# [Things to do]
1. Write out the bread book forum thread word for word, from "(*) Classic breakfast" to "babka, monkey bread).".
2. Continue the bread book forum thread from its last sentence.

# [Page text]
+ + + + + + +
The Fresh Loaf

A Community of Amateur Bakers and Artisan Bread Enthusiasts.

New bread book?!

caryn's picture
caryn

New bread book?!

I was browsing on Amazon this morning and came across a new book by Daniel Leader, "Simply Great Breads: Sweet and Savory Yeasted Treats from America's Premier Artisan Baker."  Does anyone know anything about this?  Not that I need another book :), since I already have too many, but I am still always interested and curious.

bshuval's picture
bshuval

It's a nice, simple, book for beginning bakers. No advanced breads in here. This is a surprisingly small book, with lots of colorful pictures (although not of all the breads). The recipes are given in imperial/metric/volume measurements, although temperatures are given only in degrees F (and not C).

The scaling of the recipes is strange: some recipes are scaled for 500g of flour (which I understand), some are scaled to have nice volume measurements (one of the recipes calls for 6.75g of instant yeast and 2.54g of salt. Ridiculous). They should have used a consistent scaling throughout the book. 

The breads in the book are interesting, but not the kind of breads I like to usually consume myself. Many of the breads in the book use enriched doughs -- rather too enriched to my taste. I prefer leaner breads with a high proportion of whole grains. Nevertheless, the breads in this book are good for entertaining. There are four chapters in the book:

(*) Classic breakfast breads (English muffins, crumpets, brioche with variations, bialys, bagels) 

(*) An Ideal Bread Basket (Parker rolls, angel buscuits, ham and cheese cresecent rolls, ciabatta rolls, grilled ciabattam navajo fry breds, whole wheat challah with apricots)

(*) Flavor packed flatbreads (Pizza dough for grilling, grape schiacciata, savory yeasted tart with onion confit, mana'eesh)

(*) Quick yeasted treats (yeasted pancakes, yeast-raised waffles, berliners, cider doughnuts, banana doughnuts, beignets, fontina bombolini, yeasted coffee cake, chocolate babka, monkey bread). 

I am drawn more towards the breads in the flatbreads chapter than any of the other chapters. 

Unfortunately, the book contains several typos, errors, and mistakes. For example, in the recipe for yeasted pancakes, one of the ingredients listed is 0.09oz/72g cinammon. Obviously, 0.09oz is nowhere near 72g... 

I am not sure if all the recipes can be trusted. The salt levels in some of the recipes seem too low (the recipe for schiacciata calls for 444g of flour and only 2.54g of salt. Far too little in my opinion). As another example, Leader gives a variation of the challah to include olives instead of apricots. He suggests to add 15g of olives to the dough. 15g are about 3-4 olives. And that's for dough made from 1lb of flour!
+ + + + + + +
# [Provided data]
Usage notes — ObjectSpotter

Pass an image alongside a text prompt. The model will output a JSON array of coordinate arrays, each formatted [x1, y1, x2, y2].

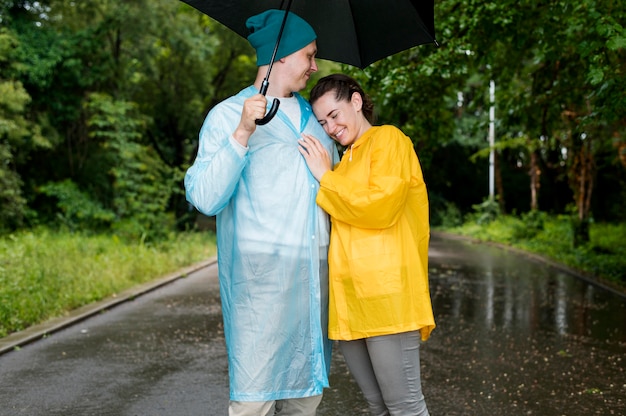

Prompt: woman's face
[[313, 91, 370, 146]]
+ + + + + + +
# [Set of answers]
1.
(*) Classic breakfast breads (English muffins, crumpets, brioche with variations, bialys, bagels) 

(*) An Ideal Bread Basket (Parker rolls, angel buscuits, ham and cheese cresecent rolls, ciabatta rolls, grilled ciabattam navajo fry breds, whole wheat challah with apricots)

(*) Flavor packed flatbreads (Pizza dough for grilling, grape schiacciata, savory yeasted tart with onion confit, mana'eesh)

(*) Quick yeasted treats (yeasted pancakes, yeast-raised waffles, berliners, cider doughnuts, banana doughnuts, beignets, fontina bombolini, yeasted coffee cake, chocolate babka, monkey bread).

2.
My verdict is: if you are looking for a bread book for beginners, with quick and easy recipes that you won't easily find elsewhere, this is a good purchase. However, the recipes should be scrutinized for mistakes. If you loved "Local Breads" and hoped for a sequel, this is not it. 

yy's picture
yy

Wow, bshuval! you've certainly been busy this morning. You have a good eye for catching mistakes. There should be a page on TFL for posting errata from various baking books (a dedicated page with some organizational structure, not just a forum topic). The publishers don't always provide them, and it would save us a lot of grief to exchange this type of information.

Felila's picture
Felila

Those odd gram amounts are the result of a thoughtless conversion from volume measurements to weight. You can't just take a recipe that calls for a cup of one thing and a tablespoon of something else and convert it to grams in one quick and easy pass. Ingredients have different densities, so you'd have to have a conversion formula for each and every ingredient. You shouldn't use a calculator to come up with odd amounts (2.54 grams) that are WAY more precise than any home scale could manage.

Converting a recipe designed for volume into the weight format means redoing the recipe completely. Using measurable weights, testing and tweaking until you have something cookable.

This is a failure on the part of the publisher.

bshuval's picture
bshuval

Actually, the recipes in the book are inconsistent in how they're scaled. Some of the recipes are scaled for volume, some are scaled for weight, and some are scaled for neither! 

I am pretty sure that Leader scales his recipes by weight, not volume. He even stresses clearly in the book that weighing ingredients is important. It's just that the conversions are all over the place. I am placing the blame on Lauren Chattman. 

Sometimes, the conversions are plainly wrong. One recipe calls for 3.5oz/70g/7 Tbsp butter. One Tbsp of butter is 0.5 oz, or 14 g. That would make 7 Tbsp 98g. (Of course, I would simply write "100g butter"). That same recipe calls for 1.27oz/36g/0.25 cup milk. Since milk (and water) measured by volume is the same as measured by weight, a quarter cup of milk should weigh 60g, not 36g... 

Other amusing things... In one recipe, 1tsp of instant yeast = 4 g. In another, 1.25 tsp of instant yeast = 3.75g. In another, 2 tsp instant yeast = 6g And in yet another, 0.25 tsp of instant yeast = 0.75g. (BTW, the last one is the "correct" one, as 2.5 tsp instant yeast = 7.5 g = one packet).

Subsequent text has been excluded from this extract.